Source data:
──────────────────────────────

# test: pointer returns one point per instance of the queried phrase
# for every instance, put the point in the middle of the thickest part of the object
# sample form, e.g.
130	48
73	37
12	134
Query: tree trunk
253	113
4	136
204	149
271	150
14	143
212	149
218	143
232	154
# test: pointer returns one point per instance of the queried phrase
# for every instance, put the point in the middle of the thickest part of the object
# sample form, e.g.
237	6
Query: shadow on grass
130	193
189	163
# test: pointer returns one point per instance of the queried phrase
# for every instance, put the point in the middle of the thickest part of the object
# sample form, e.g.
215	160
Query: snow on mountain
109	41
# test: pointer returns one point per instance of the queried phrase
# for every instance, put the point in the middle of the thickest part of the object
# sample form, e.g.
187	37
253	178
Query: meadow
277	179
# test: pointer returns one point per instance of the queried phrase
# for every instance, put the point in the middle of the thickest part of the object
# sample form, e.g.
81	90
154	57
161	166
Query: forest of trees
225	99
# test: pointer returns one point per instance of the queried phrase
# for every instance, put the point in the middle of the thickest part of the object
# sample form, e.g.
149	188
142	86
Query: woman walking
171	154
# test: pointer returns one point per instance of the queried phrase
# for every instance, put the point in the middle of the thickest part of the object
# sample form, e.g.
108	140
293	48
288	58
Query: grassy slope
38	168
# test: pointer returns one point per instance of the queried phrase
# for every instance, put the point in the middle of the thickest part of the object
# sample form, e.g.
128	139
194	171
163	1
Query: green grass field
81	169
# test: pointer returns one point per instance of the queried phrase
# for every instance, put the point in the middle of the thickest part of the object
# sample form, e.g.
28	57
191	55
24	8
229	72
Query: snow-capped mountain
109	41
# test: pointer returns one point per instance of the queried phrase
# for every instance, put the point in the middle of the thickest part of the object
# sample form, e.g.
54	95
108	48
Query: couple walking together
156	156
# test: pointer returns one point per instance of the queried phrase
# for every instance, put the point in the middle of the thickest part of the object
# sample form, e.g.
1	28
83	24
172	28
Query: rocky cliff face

──────────────────────────────

DESCRIPTION OF THE TASK:
Produce the records once again, exactly as they stand above.

SOLUTION TO THE PROBLEM:
# test: pointer returns one point per instance of the queried phrase
# for every instance, put the point in the middle of the thickest part of the object
# sample form, e.g.
130	48
73	37
12	134
Query: tree trunk
253	113
4	136
204	149
271	150
14	143
212	149
218	143
232	154
# test: pointer returns one point per instance of the queried phrase
# for every instance, put the point in the middle of the thickest part of the object
# sample form, e.g.
237	6
Query: shadow on grass
130	193
189	163
# test: pointer returns one point per instance of the queried phrase
# for every instance, put the point in the middle of the thickest part of the object
# sample form, e.g.
215	160
Query: snow on mountain
109	41
# test: pointer returns one point per instance of the queried phrase
# for every instance, put the point in the middle of the thickest part of the object
# sample form, e.g.
187	37
253	178
Query: meadow
277	179
# test: pointer returns one point per instance of the queried phrase
# for every instance, put the point in the middle of the thickest part of the object
# sample form, e.g.
81	90
154	57
161	166
Query: forest of trees
225	99
# test: pointer returns one point per instance of the queried phrase
# for every instance, put the point in the middle of the thickest part of the object
# sample form, e.g.
149	188
142	86
Query: woman walking
171	154
# test: pointer returns one point per instance of the queried phrase
# for every instance, put the point in the middle of the thickest part of the object
# sample form, e.g.
108	140
293	48
288	58
Query: grassy slope
38	168
# test: pointer returns one point per instance of the queried phrase
# for every instance, put the point in the middle of the thickest part of the object
# sample form, e.g.
128	139
194	171
163	1
Query: green grass field
81	169
# test: pointer returns one point per instance of the queried phrase
# for every instance, put the point in the middle of the thickest part of the object
# sample form, e.g.
28	57
191	55
24	8
229	72
Query: snow-capped mountain
109	41
# test: pointer returns one point per instance of the queried phrase
# for every instance, put the point in the middle of the thickest part of the object
# sample form, e.g.
54	95
108	48
Query: couple walking together
156	156
# test: pointer returns one point per instance of the queried phrase
# for every instance, put the point in the middle of the thickest part of the object
# sample form, e.g.
1	28
83	24
172	28
Query: rocky cliff face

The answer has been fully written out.